• WHAT YOU SHOULD DO
Identify each line in the entries below that contains the word "here", and copy those lines.

[Bounding-box records]
------------------------------------------------------------------------
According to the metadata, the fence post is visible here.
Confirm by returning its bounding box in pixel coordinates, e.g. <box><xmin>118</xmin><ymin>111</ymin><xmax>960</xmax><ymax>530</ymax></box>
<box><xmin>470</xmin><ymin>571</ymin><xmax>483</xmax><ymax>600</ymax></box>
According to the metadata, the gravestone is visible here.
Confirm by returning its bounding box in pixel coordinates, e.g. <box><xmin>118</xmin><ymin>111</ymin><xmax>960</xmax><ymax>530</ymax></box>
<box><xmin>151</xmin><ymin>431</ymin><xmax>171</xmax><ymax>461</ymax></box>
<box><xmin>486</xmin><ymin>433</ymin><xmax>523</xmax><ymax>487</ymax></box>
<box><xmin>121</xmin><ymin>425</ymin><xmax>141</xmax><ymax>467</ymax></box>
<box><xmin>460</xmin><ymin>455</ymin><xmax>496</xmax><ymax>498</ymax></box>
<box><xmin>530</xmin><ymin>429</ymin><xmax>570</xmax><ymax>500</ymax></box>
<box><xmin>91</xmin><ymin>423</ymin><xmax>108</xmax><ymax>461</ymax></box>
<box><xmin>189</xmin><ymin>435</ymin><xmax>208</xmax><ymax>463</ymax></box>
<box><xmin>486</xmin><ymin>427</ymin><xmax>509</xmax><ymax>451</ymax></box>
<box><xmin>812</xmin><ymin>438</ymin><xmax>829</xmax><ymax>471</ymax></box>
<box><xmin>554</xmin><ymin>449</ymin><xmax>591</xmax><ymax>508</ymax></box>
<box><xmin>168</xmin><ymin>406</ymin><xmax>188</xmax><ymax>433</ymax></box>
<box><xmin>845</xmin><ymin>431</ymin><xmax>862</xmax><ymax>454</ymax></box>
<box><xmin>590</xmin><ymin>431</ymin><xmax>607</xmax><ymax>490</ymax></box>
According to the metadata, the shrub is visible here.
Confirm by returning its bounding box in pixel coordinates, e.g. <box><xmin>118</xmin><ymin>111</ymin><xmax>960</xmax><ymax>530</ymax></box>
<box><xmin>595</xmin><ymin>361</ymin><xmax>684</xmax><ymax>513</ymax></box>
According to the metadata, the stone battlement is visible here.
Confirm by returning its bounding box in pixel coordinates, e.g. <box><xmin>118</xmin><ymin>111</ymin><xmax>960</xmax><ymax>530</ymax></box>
------------------------------------------------------------------------
• RESPONSE
According to the metadata, the fence post is visible here.
According to the metadata, the gravestone is visible here.
According to the metadata, the shrub is visible here.
According to the metadata, the stone battlement is visible here.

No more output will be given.